## Instrução A
No texto sobre o fascismo, quais são as dimensões centrais do fascismo enumeradas por Vladmir Safatle? Liste todas.

Foto: Nacho Doce/Reuters

Em 1939, o maior escritor alemão do século XX, Thomas Mann, “munindo-se de um certo auto-domínio, de mais a mais sempre em risco de tornar-se imoral”, escreveu um ensaio chamando Hitler , “ essa criatura miserável, ainda que fatídica”, de “meu irmão”. É que, ele próprio, como maior herdeiro da tradição humanista e universalista de Goethe, reconhecia que Hitler era uma possibilidade de desenvolvimento da tradição alemã inserida em seus impasses da Modernidade. “O auto-reconhecimento”, afirmava, “é mais qualificante, mais sincero e satisfatório, mais produtivo até que o ódio”. Já havia escrito que “mais felizes e justos se me afiguram os momentos em que o ódio sucumbe ao desejo de liberdade”.

Um fascismo brasileiro do século XXI? Como estudioso e membro de uma tradição de estudos da cultura política brasileira, com ênfase no que ela tem de generoso, universalista, libertário e criador – republicana, popular e socialista -, causa repugnância tratar um movimento fascista como brasileiro. Mas, como se disse, se a liberdade é auto-conhecimento, é preciso reconhecer que Bolsonaro é um… brasileiro.

Em que sentido é fascista e em qual é brasileiro? No ensaio “Um fascismo do século XXI”, a partir de um diálogo com Roger Griffin, Marilena Chauí e Newton Bignotto, trabalhamos o conceito de “fascismo genérico”, em polêmica com uma certa interpretação liberal de que Bolsonaro não era de extrema-direita, identificando-o como uma tradição política da Modernidade que visa promover um renascimento nacional e/ou racial a partir da eliminação da parte da sociedade que é considerada doente ou criminosa. O ensaio “As três vitória de Gramsci sobre o fascismo” buscou reconstituir o sentido histórico e contemporâneo das reflexões do marxista italiano no cárcere. O fascismo representaria, sobretudo, o uso da violência legitimada por uma disputa de valores civilizatórios contra o socialismo e de forma alternativa ao liberalismo sobre como organizar a sociedade, a economia e o poder. Para Gramsci, é somente através da construção da hegemonia em defesa da democracia, da liberdade, do auto-governo e de um humanismo radical que o marxismo poderia triunfar sobre o fascismo.

Em entrevista postada na rede, o filósofo e professor da USP Vladmir Safatle enumera quatro dimensões centrais do fascismo: o culto à violência, a defesa de um Estado-Nação em uma versão paranóica, a insensibilidade com os mais vulneráveis e a defesa de uma força própria, agindo fora da lei, contra as instituições democráticas. Certamente, o conceito genérico de fascismo de Roger Griffin dialoga com a definição de Safatle.

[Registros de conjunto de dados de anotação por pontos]
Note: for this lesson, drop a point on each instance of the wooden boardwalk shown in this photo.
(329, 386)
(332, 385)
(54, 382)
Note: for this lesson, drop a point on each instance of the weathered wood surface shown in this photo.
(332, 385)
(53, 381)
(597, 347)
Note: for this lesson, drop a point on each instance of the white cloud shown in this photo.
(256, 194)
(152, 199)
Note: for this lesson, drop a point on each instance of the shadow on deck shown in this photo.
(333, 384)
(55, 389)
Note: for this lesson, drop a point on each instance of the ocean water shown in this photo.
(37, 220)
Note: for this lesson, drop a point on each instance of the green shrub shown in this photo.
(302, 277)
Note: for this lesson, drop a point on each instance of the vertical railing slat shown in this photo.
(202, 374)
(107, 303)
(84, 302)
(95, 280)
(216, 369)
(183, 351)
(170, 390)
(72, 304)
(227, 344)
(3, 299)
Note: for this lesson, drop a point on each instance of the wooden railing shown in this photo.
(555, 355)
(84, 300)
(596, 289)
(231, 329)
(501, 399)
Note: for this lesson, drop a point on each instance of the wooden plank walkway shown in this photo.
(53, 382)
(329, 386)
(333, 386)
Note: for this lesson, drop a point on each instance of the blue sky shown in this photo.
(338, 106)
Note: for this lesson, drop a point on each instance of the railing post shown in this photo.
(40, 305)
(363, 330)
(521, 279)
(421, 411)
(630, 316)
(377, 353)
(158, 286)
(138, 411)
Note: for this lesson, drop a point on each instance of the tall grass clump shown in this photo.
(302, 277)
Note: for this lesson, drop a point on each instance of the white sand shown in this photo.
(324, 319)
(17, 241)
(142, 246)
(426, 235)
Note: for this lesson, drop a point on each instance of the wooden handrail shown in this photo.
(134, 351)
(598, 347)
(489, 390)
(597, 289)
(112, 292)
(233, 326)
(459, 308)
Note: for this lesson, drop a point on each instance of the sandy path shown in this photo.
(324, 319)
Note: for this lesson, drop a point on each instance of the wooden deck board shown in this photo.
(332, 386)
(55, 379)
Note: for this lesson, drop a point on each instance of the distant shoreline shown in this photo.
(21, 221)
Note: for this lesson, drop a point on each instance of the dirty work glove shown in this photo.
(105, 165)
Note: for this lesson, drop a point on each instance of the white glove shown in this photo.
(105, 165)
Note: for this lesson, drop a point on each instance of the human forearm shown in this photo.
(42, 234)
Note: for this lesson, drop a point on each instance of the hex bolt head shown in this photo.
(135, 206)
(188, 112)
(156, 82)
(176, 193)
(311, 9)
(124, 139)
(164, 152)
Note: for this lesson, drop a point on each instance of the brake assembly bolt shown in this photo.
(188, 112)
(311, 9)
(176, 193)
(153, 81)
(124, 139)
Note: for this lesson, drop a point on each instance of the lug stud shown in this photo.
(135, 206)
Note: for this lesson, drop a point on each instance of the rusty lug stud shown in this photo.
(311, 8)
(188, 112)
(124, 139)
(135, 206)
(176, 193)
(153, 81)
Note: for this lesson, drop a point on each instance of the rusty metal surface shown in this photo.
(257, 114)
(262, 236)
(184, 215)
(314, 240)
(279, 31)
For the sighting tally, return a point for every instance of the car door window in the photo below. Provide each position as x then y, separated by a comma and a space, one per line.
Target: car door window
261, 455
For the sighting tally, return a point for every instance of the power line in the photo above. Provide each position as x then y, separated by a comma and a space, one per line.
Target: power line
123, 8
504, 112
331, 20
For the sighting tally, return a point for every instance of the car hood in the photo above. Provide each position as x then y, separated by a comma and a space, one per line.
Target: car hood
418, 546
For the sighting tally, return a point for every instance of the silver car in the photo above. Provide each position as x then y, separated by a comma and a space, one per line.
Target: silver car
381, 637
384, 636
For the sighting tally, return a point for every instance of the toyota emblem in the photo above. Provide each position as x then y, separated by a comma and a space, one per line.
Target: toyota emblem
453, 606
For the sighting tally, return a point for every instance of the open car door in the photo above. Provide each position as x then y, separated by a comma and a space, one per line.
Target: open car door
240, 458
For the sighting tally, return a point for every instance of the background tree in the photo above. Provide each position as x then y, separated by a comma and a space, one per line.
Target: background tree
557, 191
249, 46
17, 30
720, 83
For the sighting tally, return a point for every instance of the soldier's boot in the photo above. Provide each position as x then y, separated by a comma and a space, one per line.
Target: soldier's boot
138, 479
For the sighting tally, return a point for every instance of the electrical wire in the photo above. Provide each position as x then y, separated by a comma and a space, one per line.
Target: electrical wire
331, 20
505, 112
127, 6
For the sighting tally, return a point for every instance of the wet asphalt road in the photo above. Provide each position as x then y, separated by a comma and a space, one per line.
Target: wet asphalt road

## Instrução B
Repita sem nenhuma alteração, nas entradas, tudo desde a linha que contém "of the electrical" até o fim delas.

## Resposta A
- o culto à violência
- a defesa de um Estado-Nação em uma versão paranóica
- a insensibilidade com os mais vulneráveis
- a defesa de uma força própria, agindo fora da lei, contra as instituições democráticas

## Resposta B
For the sighting tally, return a point for every instance of the electrical wire in the photo above. Provide each position as x then y, separated by a comma and a space, one per line.
Target: electrical wire
331, 20
505, 112
127, 6
For the sighting tally, return a point for every instance of the wet asphalt road in the photo above. Provide each position as x then y, separated by a comma and a space, one per line.
Target: wet asphalt road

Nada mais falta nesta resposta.